- [DOCUMENT]
Move to the asset section and describe the asset precisely. For a motor vehicle include the make, model, year, and VIN; for real estate include the property address, plot number, and emirate; for equipment include the serial number and technical specification. Enter the supplier's name and the cost price paid by the financier to the supplier in AED. The cost price must be the actual price, not an estimate, because the Sharia Supervisory Board certification requires the transaction to reflect genuine market values.
In the Murabaha terms section enter the profit amount in AED, which is the financier's mark-up over cost. The wizard will display the total Selling Price as cost plus profit; verify that this figure matches the agreed commercial terms. Choose the payment structure and, if instalments apply, enter the number and amount of each instalment together with the first and final payment dates in DD/MM/YYYY format. The live preview shows how the payment schedule appears in the agreement, allowing a final check before the document is downloaded.

- [DATASET ENTRIES]

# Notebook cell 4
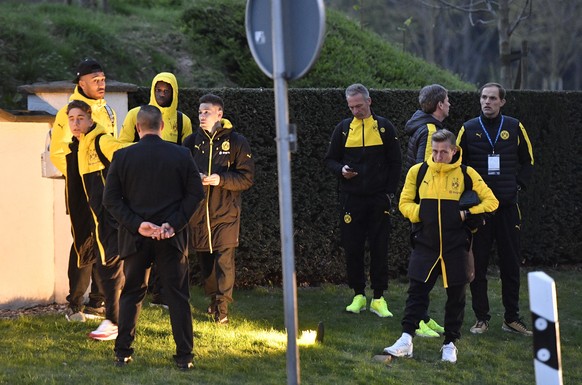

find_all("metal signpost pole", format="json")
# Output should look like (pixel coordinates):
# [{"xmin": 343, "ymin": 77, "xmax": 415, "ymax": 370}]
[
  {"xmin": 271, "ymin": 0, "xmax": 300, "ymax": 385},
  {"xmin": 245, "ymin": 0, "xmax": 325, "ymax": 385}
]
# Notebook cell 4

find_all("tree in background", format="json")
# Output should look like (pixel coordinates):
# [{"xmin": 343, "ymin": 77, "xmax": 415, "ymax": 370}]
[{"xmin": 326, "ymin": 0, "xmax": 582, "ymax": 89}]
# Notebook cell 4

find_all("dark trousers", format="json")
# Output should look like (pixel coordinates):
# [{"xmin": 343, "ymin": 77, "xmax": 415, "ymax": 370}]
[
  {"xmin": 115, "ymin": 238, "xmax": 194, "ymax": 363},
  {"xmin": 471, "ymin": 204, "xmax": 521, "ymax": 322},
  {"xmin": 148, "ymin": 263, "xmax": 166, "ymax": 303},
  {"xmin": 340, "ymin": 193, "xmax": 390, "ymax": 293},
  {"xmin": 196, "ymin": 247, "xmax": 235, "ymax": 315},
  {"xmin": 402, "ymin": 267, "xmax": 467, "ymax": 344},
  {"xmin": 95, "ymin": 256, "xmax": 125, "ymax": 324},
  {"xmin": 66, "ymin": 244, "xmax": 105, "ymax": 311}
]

- [INSTRUCTIONS]
[1] Translate this sentence from the Murabaha agreement instructions into Spanish: "In the Murabaha terms section enter the profit amount in AED, which is the financier's mark-up over cost."
[2] Rewrite all of the entries above, changing "pixel" to "image" and keeping everything else the same. Leave the pictures out.

- [IN RESPONSE]
[1] En la sección de términos de Murabaha, introduzca el importe del beneficio en AED, que es el margen del financiador sobre el costo.

[2]
# Notebook cell 4

find_all("metal signpost pole", format="json")
# Output should look like (image coordinates):
# [{"xmin": 343, "ymin": 77, "xmax": 415, "ymax": 370}]
[
  {"xmin": 271, "ymin": 0, "xmax": 300, "ymax": 385},
  {"xmin": 245, "ymin": 0, "xmax": 325, "ymax": 385}
]
# Notebook cell 4

find_all("tree in background", format="json")
# Output should look like (image coordinates):
# [{"xmin": 343, "ymin": 77, "xmax": 415, "ymax": 370}]
[{"xmin": 326, "ymin": 0, "xmax": 582, "ymax": 89}]
# Notebook cell 4

find_all("dark trousers", format="json")
# Output should look like (image coordinates):
# [{"xmin": 343, "ymin": 77, "xmax": 415, "ymax": 370}]
[
  {"xmin": 115, "ymin": 238, "xmax": 194, "ymax": 363},
  {"xmin": 471, "ymin": 204, "xmax": 521, "ymax": 322},
  {"xmin": 148, "ymin": 263, "xmax": 166, "ymax": 303},
  {"xmin": 340, "ymin": 193, "xmax": 390, "ymax": 293},
  {"xmin": 196, "ymin": 247, "xmax": 235, "ymax": 315},
  {"xmin": 402, "ymin": 267, "xmax": 467, "ymax": 344},
  {"xmin": 95, "ymin": 256, "xmax": 125, "ymax": 324},
  {"xmin": 66, "ymin": 244, "xmax": 105, "ymax": 311}
]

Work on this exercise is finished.